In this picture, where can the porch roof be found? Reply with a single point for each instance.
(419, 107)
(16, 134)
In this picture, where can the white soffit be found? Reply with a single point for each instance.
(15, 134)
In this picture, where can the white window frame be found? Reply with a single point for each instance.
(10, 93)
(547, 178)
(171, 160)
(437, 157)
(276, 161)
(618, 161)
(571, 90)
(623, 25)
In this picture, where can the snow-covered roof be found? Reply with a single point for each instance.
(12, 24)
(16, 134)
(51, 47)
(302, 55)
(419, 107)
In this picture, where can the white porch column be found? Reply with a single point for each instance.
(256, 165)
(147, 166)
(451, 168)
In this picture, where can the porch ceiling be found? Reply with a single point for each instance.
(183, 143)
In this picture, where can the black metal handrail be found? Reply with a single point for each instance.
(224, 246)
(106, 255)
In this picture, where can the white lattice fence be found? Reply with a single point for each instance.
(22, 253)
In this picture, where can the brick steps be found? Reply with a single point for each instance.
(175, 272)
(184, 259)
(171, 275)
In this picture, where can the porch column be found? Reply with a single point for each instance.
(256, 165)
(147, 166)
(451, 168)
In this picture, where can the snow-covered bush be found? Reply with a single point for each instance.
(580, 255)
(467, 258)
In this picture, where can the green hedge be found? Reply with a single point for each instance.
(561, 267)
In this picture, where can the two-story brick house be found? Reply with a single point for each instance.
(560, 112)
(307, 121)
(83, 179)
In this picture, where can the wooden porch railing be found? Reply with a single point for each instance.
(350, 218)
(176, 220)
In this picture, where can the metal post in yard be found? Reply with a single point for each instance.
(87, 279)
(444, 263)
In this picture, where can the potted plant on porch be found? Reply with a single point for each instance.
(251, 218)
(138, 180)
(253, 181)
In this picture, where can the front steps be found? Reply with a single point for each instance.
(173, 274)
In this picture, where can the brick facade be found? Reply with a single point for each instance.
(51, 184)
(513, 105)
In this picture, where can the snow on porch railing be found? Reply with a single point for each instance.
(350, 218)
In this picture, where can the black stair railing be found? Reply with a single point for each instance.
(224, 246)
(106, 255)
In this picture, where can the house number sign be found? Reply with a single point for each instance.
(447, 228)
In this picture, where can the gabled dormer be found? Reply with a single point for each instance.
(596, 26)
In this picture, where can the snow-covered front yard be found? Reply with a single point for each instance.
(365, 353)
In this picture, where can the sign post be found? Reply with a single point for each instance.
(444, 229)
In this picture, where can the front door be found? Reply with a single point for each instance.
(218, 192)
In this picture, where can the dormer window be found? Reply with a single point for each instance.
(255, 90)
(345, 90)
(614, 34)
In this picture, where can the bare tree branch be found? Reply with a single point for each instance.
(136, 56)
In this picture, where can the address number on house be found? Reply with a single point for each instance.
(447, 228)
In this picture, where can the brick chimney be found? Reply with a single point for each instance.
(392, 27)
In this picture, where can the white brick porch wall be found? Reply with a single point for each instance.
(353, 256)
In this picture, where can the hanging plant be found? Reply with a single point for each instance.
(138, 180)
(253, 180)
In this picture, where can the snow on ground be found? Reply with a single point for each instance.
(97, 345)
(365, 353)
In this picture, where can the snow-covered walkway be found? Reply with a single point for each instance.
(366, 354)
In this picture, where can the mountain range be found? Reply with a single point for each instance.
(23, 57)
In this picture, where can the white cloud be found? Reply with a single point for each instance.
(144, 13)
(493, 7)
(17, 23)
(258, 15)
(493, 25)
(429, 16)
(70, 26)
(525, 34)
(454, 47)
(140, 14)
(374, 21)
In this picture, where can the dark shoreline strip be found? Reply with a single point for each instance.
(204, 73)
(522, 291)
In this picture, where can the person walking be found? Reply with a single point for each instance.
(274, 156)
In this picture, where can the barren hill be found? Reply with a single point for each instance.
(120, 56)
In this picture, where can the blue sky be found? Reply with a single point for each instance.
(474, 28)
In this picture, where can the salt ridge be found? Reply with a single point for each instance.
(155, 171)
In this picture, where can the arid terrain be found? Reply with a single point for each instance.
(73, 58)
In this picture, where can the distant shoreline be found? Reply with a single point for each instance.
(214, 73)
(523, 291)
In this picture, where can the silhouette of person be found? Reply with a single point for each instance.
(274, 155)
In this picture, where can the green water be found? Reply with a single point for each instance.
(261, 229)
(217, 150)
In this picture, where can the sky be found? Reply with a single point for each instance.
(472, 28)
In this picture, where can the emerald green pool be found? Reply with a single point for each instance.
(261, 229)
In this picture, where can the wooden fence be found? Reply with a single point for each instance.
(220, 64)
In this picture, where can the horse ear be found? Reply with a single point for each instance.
........
Set task
Could you rewrite the data above as a numbered list, leaving out any blank lines?

Task result
1. In this picture, where can the porch roof be found? Reply with a single point for each instance.
2. (419, 107)
3. (16, 134)
4. In this picture, where can the white soffit be found? Reply with a single point for each instance.
5. (15, 134)
6. In this picture, where can the white window frame be found? Reply with a single point for each instance.
7. (10, 93)
8. (547, 178)
9. (171, 160)
10. (437, 157)
11. (276, 161)
12. (618, 161)
13. (571, 90)
14. (623, 25)
15. In this picture, where can the snow-covered roof be found? Reply with a single point for each instance.
16. (12, 24)
17. (16, 134)
18. (51, 47)
19. (302, 55)
20. (419, 107)
21. In this picture, where can the white porch column be found? Reply with a single point for each instance.
22. (256, 165)
23. (147, 166)
24. (451, 168)
25. In this picture, where can the porch ceiling be found? Reply with a single point for each instance.
26. (183, 143)
27. In this picture, where can the black metal handrail be found? Reply with a single point for each instance.
28. (224, 246)
29. (106, 255)
30. In this picture, where can the white lattice fence be found? Reply with a single point for each instance.
31. (22, 253)
32. In this picture, where can the brick steps be found? Reply with a single point for each instance.
33. (175, 272)
34. (184, 259)
35. (171, 275)
36. In this picture, where can the porch column be found? Reply with a single point for each instance.
37. (256, 165)
38. (147, 166)
39. (451, 168)
40. In this picture, where can the snow-covered bush be found? Reply with a single point for each instance.
41. (580, 255)
42. (467, 258)
43. In this picture, where can the green hedge be found? Reply with a single point for each instance.
44. (561, 267)
45. In this picture, where can the two-story brick house be found? Reply with a single point for each instance.
46. (560, 112)
47. (307, 121)
48. (83, 179)
49. In this picture, where can the wooden porch railing be found? Reply with a single point for each instance.
50. (350, 218)
51. (176, 220)
52. In this picture, where can the metal post in yard be found? Reply with a single point for each instance.
53. (87, 279)
54. (444, 263)
55. In this picture, where can the potted plant on porch be found? Reply with a single point for each instance.
56. (251, 218)
57. (138, 180)
58. (253, 181)
59. In this picture, where can the front steps be found? Reply with a single point for each instance.
60. (173, 274)
61. In this picture, where can the brick facade be found? Reply with a single point for each instance.
62. (51, 184)
63. (513, 105)
64. In this picture, where can the snow on porch railing be found? Reply with a single point for each instance.
65. (350, 218)
66. In this picture, where can the black stair railing be found? Reply with a single point for each instance.
67. (224, 246)
68. (106, 255)
69. In this picture, where can the house number sign be found? Reply with a single point for each instance.
70. (447, 228)
71. In this picture, where can the gabled dormer be found? Reply with a single point for each instance.
72. (596, 26)
73. In this picture, where can the snow-covered front yard be found? Reply with a single point for each instance.
74. (365, 353)
75. In this picture, where can the sign post be found? Reply with a single point for each instance.
76. (444, 229)
77. In this picture, where can the front door be found? Reply with a single point for each instance.
78. (218, 192)
79. In this picture, where can the dormer window be found? Reply with a single point for each instance.
80. (255, 90)
81. (345, 90)
82. (614, 34)
83. In this picture, where can the bare tree branch be found? Reply with a single point for each instance.
84. (136, 56)
85. In this picture, where can the address number on house be found? Reply with a single point for each instance.
86. (447, 228)
87. In this picture, where can the brick chimney be found? Reply with a single point for each instance.
88. (392, 27)
89. In this picture, where can the white brick porch wall be found? Reply with a single point for each instance.
90. (353, 256)
91. In this picture, where can the hanging plant be found? Reply with a single point for each instance.
92. (138, 180)
93. (253, 180)
94. In this picture, where can the snow on ground be found? Reply with a single point for each instance.
95. (97, 345)
96. (365, 353)
97. In this picture, where can the snow-covered walkway be found? Reply with a single point for each instance.
98. (366, 354)
99. In this picture, where can the mountain range be found? Reply with a single point for each instance.
100. (23, 57)
101. In this picture, where can the white cloud be found? Reply with a single point for each instance.
102. (144, 13)
103. (493, 7)
104. (17, 23)
105. (258, 15)
106. (493, 25)
107. (429, 16)
108. (70, 26)
109. (525, 34)
110. (454, 47)
111. (140, 14)
112. (374, 21)
113. In this picture, where can the dark shoreline strip be found? Reply with a single point for each instance.
114. (204, 73)
115. (522, 291)
116. In this picture, where can the person walking be found? Reply with a single point for each instance.
117. (274, 156)
118. In this picture, where can the barren hill be found? Reply with a single point for each instance.
119. (120, 56)
120. In this picture, where can the blue sky be found? Reply with a single point for each instance.
121. (474, 28)
122. In this picture, where can the salt ridge be found? Reply with a single point for each instance.
123. (155, 171)
124. In this picture, where can the arid terrain be found? Reply with a single point for each instance.
125. (73, 58)
126. In this picture, where can the distant shoreline be found? Reply with a single point for each instance.
127. (214, 73)
128. (523, 291)
129. In this picture, where can the silhouette of person be found? Reply with a single point for each instance.
130. (274, 155)
131. In this picture, where can the green water be found? Reply with a single point for each instance.
132. (261, 229)
133. (217, 150)
134. In this picture, where can the sky be found? Reply with a single point for each instance.
135. (472, 28)
136. In this picture, where can the emerald green pool be found? Reply with a single point for each instance.
137. (261, 229)
138. In this picture, where can the wooden fence be found? Reply with a single point for each instance.
139. (220, 64)
140. In this picture, where can the horse ear be found? Reply with a single point for each instance.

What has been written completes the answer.